**Excerpted text:**

* * * * * * * * *

There has also been proposed an error correction apparatus for realizing the above-mentioned error correction method of performing error correction using previously known erasure position information. As examples of error correction apparatuses of this type, there have been proposed an apparatus in which a central processing unit (CPU) sets erasure position information on an error correction circuit (first error correction apparatus), and an apparatus in which an error correction circuit itself accesses a memory circuit in which erasure position information is stored, and obtains the erasure position information (second error correction apparatus).

However, the above-mentioned error correction apparatuses have the following drawbacks. First of all, in the first error correction apparatus, when performing error correction on interleaved data as shown in FIG. 4, 9,728 times of erasure position settings are required from the CPU to the error correction circuit. Therefore, the time required for error correction relative to the time required for the whole processing by the CPU is increased. As a result, when the error correction apparatus is constituted as an integrated circuit, the performance of the whole integrated circuit is significantly degraded.

* * * * * * * * *

**Dataset:**
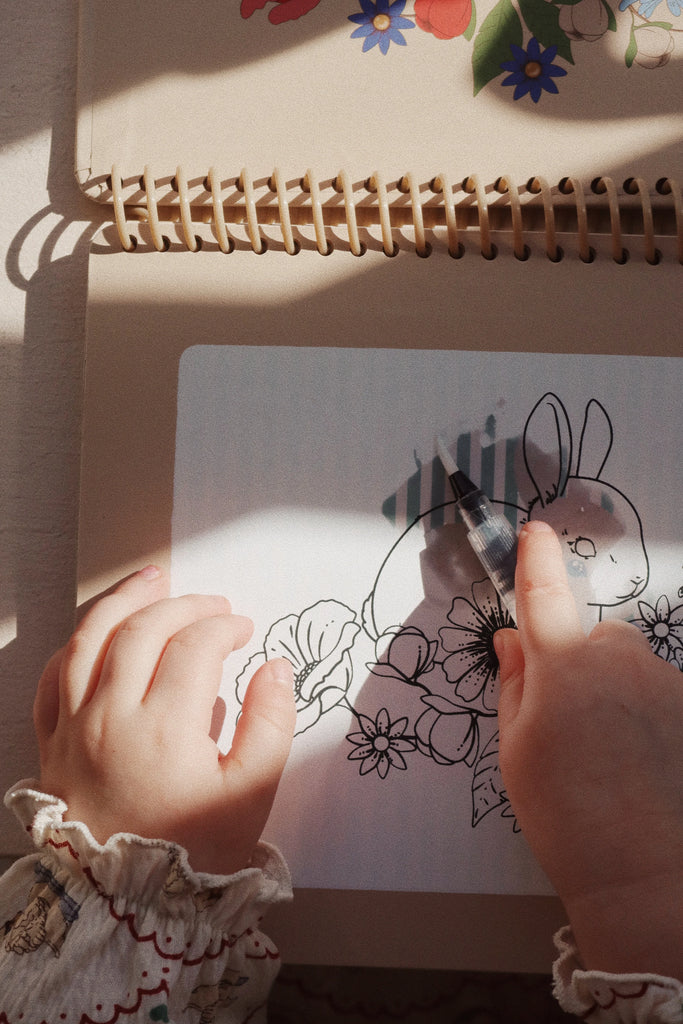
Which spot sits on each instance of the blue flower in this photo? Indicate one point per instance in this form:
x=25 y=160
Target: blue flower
x=532 y=70
x=647 y=7
x=379 y=24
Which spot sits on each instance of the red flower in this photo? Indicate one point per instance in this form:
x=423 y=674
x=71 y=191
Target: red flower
x=286 y=11
x=444 y=18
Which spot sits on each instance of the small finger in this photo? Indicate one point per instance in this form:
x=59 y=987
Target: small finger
x=547 y=615
x=619 y=631
x=263 y=735
x=189 y=673
x=138 y=645
x=511 y=665
x=85 y=652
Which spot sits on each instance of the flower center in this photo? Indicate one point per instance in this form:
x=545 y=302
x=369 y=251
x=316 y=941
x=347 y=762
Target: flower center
x=534 y=69
x=381 y=23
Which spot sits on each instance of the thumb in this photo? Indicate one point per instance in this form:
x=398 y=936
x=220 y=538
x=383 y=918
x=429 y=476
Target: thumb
x=511 y=660
x=263 y=734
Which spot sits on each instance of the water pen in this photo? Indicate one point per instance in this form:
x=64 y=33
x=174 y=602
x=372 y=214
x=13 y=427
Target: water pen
x=493 y=539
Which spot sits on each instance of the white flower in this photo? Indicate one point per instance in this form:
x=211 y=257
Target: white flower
x=654 y=46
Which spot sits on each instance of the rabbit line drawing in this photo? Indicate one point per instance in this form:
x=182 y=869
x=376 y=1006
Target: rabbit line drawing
x=599 y=527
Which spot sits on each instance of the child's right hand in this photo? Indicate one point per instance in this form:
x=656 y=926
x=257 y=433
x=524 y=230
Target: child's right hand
x=123 y=716
x=592 y=760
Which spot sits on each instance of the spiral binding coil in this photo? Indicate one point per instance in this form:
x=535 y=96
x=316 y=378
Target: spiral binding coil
x=523 y=212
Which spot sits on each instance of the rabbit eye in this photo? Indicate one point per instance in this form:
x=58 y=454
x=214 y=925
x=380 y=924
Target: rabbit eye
x=583 y=547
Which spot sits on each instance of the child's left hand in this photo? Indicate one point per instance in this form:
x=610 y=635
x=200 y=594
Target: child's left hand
x=123 y=715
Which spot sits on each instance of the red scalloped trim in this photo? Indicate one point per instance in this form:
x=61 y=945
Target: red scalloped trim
x=128 y=919
x=118 y=1010
x=66 y=845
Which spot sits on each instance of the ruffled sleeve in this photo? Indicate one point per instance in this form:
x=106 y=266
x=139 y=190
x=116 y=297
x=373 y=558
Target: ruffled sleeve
x=128 y=930
x=612 y=998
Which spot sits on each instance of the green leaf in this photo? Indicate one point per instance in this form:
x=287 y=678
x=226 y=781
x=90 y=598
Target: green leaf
x=631 y=49
x=500 y=29
x=469 y=31
x=543 y=20
x=611 y=20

* * * * * * * * *

**Written tasks:**
• A. Using the passage on error correction apparatuses above, decide whether each statement agrees with it. Answer yes or no for each, and quote the deciding words.
(i) In the first error correction apparatus, the CPU sets erasure position information on the error correction circuit.
(ii) In the second error correction apparatus, the error correction circuit receives erasure position information from the CPU.
(iii) For interleaved data, the first error correction apparatus requires 9,728 erasure position settings from the CPU to the error correction circuit.
• B. Please pick up the passage on error correction apparatuses after its last sentence and continue it.

**Solved tasks:**
• A.
(i) Yes: "a central processing unit (CPU) sets erasure position information on an error correction circuit (first error correction apparatus)"
(ii) No: "an error correction circuit itself accesses a memory circuit in which erasure position information is stored, and obtains the erasure position information (second error correction apparatus)"
(iii) Yes: "9,728 times of erasure position settings are required from the CPU to the error correction circuit"

• B.
On the other hand, in the second error correction apparatus, since the error correction circuit itself accesses the memory circuit in which the erasure position information has already been stored, to obtain the erasure position information, when performing error correction on interleaved data as shown in FIG. 4, 248 accesses per code line are made to obtain the erasure position information. That is, 75,392 times of accesses are made to perform error correction on all main data, and much time is spent for error correction.

As described above, the first and second error correction apparatuses take much time for error correction.

Therefore, the present invention has an object to achieve a reduction in time required for error correction in a method for performing error correction on interleaved data. Further, it is another object of the present invention to achieve a reduction in time required for error correction in an apparatus for performing error correction on interleaved data.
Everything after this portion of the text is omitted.